- Problem requirements
Swap "white blossom" for "white flower" throughout the records below, and reproduce every other line unchanged.

- Given entries

_ _ _ _ _

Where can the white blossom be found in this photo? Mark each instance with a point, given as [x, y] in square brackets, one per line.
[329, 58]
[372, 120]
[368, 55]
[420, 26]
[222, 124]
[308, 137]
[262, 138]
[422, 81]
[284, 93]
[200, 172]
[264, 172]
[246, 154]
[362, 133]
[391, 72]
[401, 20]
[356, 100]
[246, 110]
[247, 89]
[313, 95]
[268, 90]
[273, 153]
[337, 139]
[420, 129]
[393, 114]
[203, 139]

_ _ _ _ _

- Response below
Where can the white flower be found in this photo? Mark each instance with a point, given as [x, y] in square brackets, one per line.
[329, 58]
[372, 120]
[368, 55]
[420, 26]
[222, 124]
[308, 137]
[262, 138]
[422, 81]
[284, 93]
[200, 172]
[264, 172]
[246, 154]
[362, 133]
[391, 72]
[401, 20]
[356, 100]
[246, 110]
[247, 89]
[313, 95]
[268, 90]
[273, 153]
[337, 139]
[420, 129]
[393, 114]
[203, 139]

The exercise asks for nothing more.